# [What the task asks]
Render every line of the records below as a numbered list, skipping any blank lines. Leave the pictures out of your answer.

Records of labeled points
----

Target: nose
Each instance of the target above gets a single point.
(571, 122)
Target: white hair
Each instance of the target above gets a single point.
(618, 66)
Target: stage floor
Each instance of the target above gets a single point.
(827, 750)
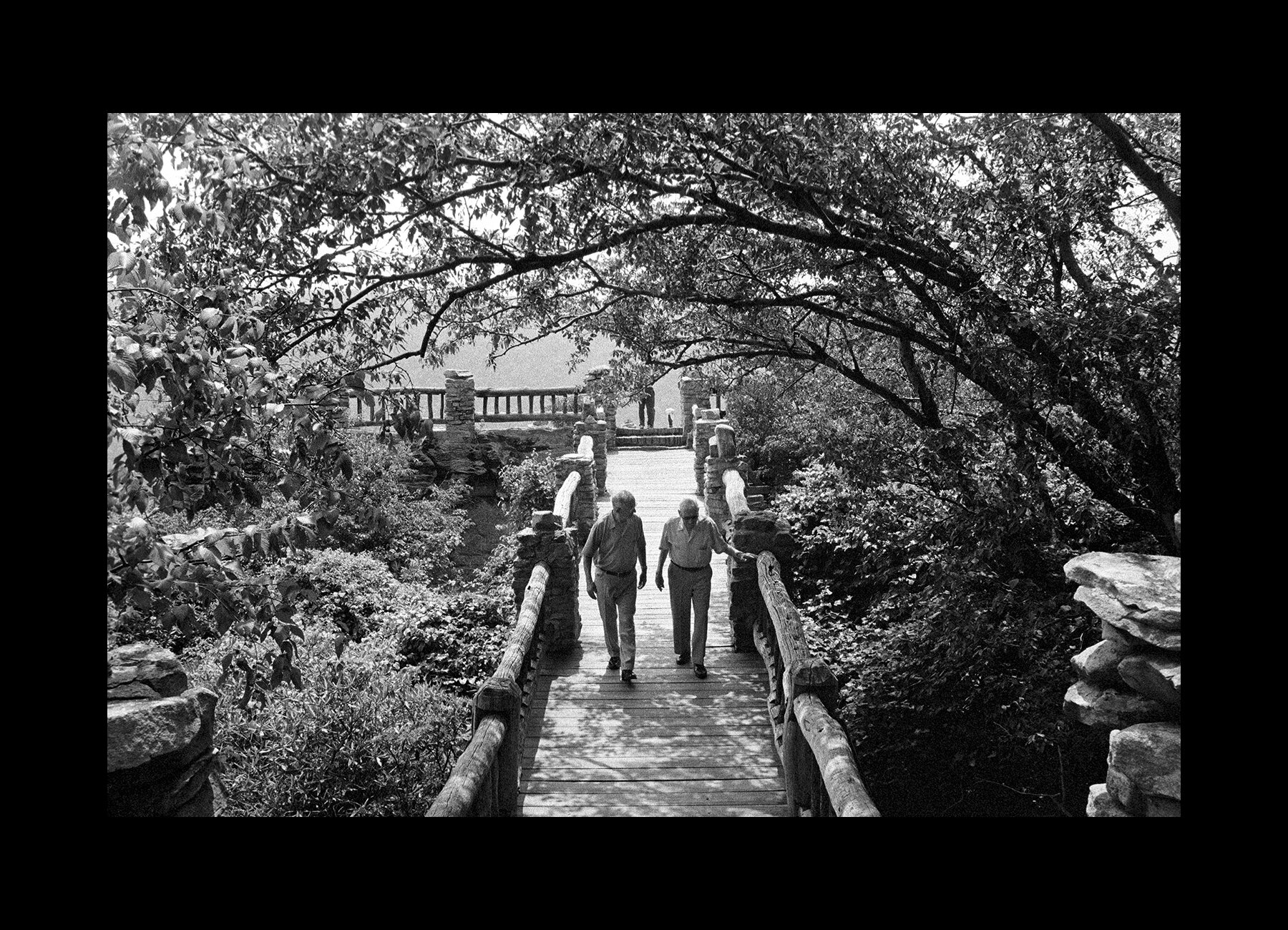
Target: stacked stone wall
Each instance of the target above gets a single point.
(550, 542)
(605, 400)
(703, 429)
(160, 737)
(755, 532)
(582, 512)
(714, 469)
(1130, 682)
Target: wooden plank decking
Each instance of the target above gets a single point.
(668, 745)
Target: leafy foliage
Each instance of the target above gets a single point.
(527, 487)
(360, 740)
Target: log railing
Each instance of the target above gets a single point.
(565, 403)
(818, 765)
(558, 403)
(379, 400)
(484, 782)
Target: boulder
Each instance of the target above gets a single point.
(1101, 803)
(1128, 620)
(137, 730)
(1154, 677)
(1149, 754)
(143, 670)
(1112, 709)
(1161, 807)
(1099, 664)
(1151, 585)
(1126, 793)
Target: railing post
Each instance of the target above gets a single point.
(459, 408)
(703, 429)
(547, 542)
(693, 391)
(755, 532)
(502, 698)
(603, 397)
(582, 512)
(721, 458)
(597, 431)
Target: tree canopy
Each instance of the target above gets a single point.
(258, 262)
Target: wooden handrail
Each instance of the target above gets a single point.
(484, 782)
(818, 765)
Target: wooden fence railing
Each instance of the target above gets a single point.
(544, 403)
(818, 765)
(484, 782)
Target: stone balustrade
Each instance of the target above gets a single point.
(1130, 682)
(160, 736)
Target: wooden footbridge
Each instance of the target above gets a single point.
(669, 743)
(557, 733)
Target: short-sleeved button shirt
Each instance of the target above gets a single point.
(616, 544)
(692, 549)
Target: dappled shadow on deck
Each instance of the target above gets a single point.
(669, 745)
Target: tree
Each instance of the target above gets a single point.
(288, 254)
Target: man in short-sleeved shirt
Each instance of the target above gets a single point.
(689, 540)
(615, 542)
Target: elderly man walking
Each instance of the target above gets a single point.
(615, 542)
(689, 542)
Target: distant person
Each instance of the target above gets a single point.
(647, 407)
(689, 542)
(615, 542)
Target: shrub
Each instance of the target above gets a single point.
(349, 590)
(360, 738)
(526, 487)
(457, 639)
(947, 619)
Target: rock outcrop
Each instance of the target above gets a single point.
(160, 737)
(1130, 682)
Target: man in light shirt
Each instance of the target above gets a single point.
(615, 542)
(689, 540)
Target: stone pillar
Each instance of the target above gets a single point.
(1130, 683)
(582, 512)
(597, 429)
(598, 388)
(693, 391)
(718, 508)
(702, 432)
(755, 532)
(549, 542)
(160, 737)
(459, 405)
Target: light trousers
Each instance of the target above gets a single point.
(689, 590)
(616, 599)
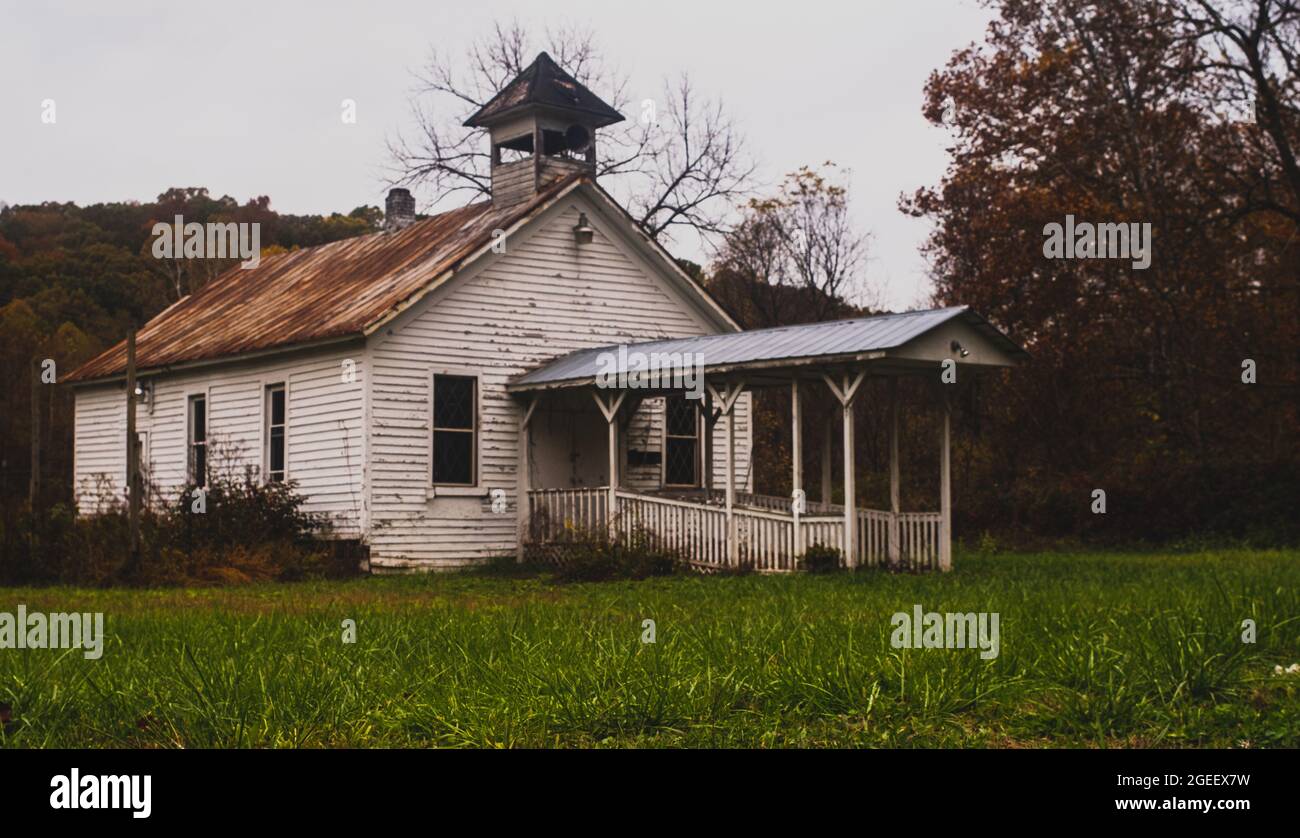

----

# [Reply]
1. Target: nose
2. Each instance of the target above gets a single point.
3. (571, 122)
4. Target: white hair
5. Each instance of the target above gets a single point.
6. (618, 66)
7. Target: stage floor
8. Each instance of the target above gets a single point.
9. (827, 750)
10. Target: stacked stone wall
11. Each instance of the target above gets a single point.
12. (550, 542)
13. (605, 400)
14. (703, 429)
15. (160, 737)
16. (755, 532)
17. (582, 512)
18. (714, 469)
19. (1130, 682)
20. Target: wooden plank decking
21. Each instance of the target above gets a single point.
22. (668, 745)
23. Target: leafy foliage
24. Each instance of the target above gets a single point.
25. (527, 487)
26. (360, 740)
27. Target: log railing
28. Each instance of the target above gets a single point.
29. (565, 403)
30. (818, 765)
31. (558, 403)
32. (379, 400)
33. (484, 782)
34. Target: boulder
35. Each instance of the target above gets a single point.
36. (1101, 803)
37. (1128, 620)
38. (137, 730)
39. (1154, 677)
40. (1149, 754)
41. (143, 670)
42. (1112, 709)
43. (1161, 807)
44. (1099, 664)
45. (1151, 585)
46. (1126, 793)
47. Target: railing post
48. Each instance of the target above gets a single point.
49. (459, 408)
50. (703, 429)
51. (547, 542)
52. (693, 391)
53. (755, 532)
54. (502, 698)
55. (603, 397)
56. (582, 512)
57. (721, 458)
58. (597, 431)
59. Target: tree canopy
60. Each instance of the target above gets a single point.
61. (258, 262)
62. Target: wooden handrail
63. Each instance of the target above gets a single point.
64. (484, 782)
65. (818, 765)
66. Target: wooden fence railing
67. Each instance of the target above gets a single point.
68. (544, 403)
69. (818, 765)
70. (484, 782)
71. Target: stone balustrade
72. Each instance of the target above gets a single point.
73. (1130, 682)
74. (160, 736)
75. Target: wooden footbridge
76. Each instance of the target above gets a single point.
77. (669, 743)
78. (557, 733)
79. Target: short-sleeved button shirt
80. Each instance of the target above gets a single point.
81. (616, 544)
82. (692, 549)
83. Target: dappled shadow on deck
84. Each instance of the target above gets a single point.
85. (669, 745)
86. Target: tree
87. Each instance of the target above gets a single point.
88. (288, 254)
89. Target: man in short-sleeved shirt
90. Each instance of the target above gets a single point.
91. (689, 540)
92. (615, 542)
93. Target: elderly man walking
94. Each instance of the target above gets a single point.
95. (615, 542)
96. (689, 542)
97. Target: distant person
98. Each instance of the target above gets a single point.
99. (647, 407)
100. (689, 542)
101. (615, 542)
102. Target: shrub
103. Each instance of the target above gets a single point.
104. (349, 590)
105. (360, 738)
106. (526, 487)
107. (457, 639)
108. (947, 619)
109. Target: rock outcrop
110. Each instance of the target above gets a single point.
111. (160, 737)
112. (1130, 682)
113. Target: man in light shirt
114. Each instance of the target above gets a single point.
115. (615, 542)
116. (689, 540)
117. Target: stone pillar
118. Each instance of the target above gets a single point.
119. (1130, 683)
120. (582, 512)
121. (597, 429)
122. (598, 388)
123. (693, 391)
124. (718, 508)
125. (702, 432)
126. (755, 532)
127. (549, 542)
128. (160, 737)
129. (459, 405)
130. Target: light trousers
131. Each instance of the target above gets a single point.
132. (689, 590)
133. (616, 599)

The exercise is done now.